## [TASK OBJECTIVE]
Copy out every line of the records that contains the word "dark".

##### RECORDS TO USE

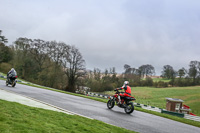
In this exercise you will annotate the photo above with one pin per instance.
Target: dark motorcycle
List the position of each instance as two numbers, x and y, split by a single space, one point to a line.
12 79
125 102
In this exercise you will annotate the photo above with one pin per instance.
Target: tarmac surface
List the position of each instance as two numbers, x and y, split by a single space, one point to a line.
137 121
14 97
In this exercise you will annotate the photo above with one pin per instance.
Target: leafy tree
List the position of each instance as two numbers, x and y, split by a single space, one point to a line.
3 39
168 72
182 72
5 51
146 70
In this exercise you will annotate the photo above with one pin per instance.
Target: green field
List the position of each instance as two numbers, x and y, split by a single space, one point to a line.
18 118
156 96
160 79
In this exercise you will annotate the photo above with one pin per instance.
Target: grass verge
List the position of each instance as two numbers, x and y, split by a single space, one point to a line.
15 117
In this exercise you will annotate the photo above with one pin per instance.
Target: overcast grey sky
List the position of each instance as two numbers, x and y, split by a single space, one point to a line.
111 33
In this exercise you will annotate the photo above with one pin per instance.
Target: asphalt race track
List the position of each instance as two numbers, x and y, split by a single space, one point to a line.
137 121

##########
##### RECORDS TO USE

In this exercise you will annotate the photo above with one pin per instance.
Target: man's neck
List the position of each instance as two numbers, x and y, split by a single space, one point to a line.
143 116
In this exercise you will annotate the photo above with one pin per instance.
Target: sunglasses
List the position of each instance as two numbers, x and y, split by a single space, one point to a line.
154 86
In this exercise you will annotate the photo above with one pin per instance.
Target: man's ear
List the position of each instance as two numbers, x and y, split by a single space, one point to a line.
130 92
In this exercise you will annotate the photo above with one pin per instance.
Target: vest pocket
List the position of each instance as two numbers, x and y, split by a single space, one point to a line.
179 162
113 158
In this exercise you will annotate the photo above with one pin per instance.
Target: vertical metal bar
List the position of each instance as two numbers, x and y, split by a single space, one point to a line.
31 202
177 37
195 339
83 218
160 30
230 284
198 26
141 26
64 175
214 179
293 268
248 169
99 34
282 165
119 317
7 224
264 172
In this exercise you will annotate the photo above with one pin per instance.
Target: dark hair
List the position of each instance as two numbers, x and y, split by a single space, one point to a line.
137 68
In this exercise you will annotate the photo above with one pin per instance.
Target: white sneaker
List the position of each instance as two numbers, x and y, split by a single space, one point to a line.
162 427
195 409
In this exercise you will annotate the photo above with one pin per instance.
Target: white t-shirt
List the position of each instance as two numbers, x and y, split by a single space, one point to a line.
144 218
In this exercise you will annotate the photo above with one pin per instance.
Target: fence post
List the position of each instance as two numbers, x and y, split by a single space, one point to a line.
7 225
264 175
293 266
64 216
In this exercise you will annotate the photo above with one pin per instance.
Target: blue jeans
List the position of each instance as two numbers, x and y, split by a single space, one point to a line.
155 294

##########
##### RECORDS TO USE

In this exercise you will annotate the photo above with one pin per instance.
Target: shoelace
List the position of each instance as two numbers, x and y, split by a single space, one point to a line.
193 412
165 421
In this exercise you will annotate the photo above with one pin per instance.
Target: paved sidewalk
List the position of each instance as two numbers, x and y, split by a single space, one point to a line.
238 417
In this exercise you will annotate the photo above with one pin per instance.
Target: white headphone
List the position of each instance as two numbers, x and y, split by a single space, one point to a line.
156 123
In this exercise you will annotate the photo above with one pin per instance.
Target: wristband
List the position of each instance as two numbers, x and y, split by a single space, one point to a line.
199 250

##########

## [EXERCISE ANSWER]
Target: dark motorcycle
Target: dark hair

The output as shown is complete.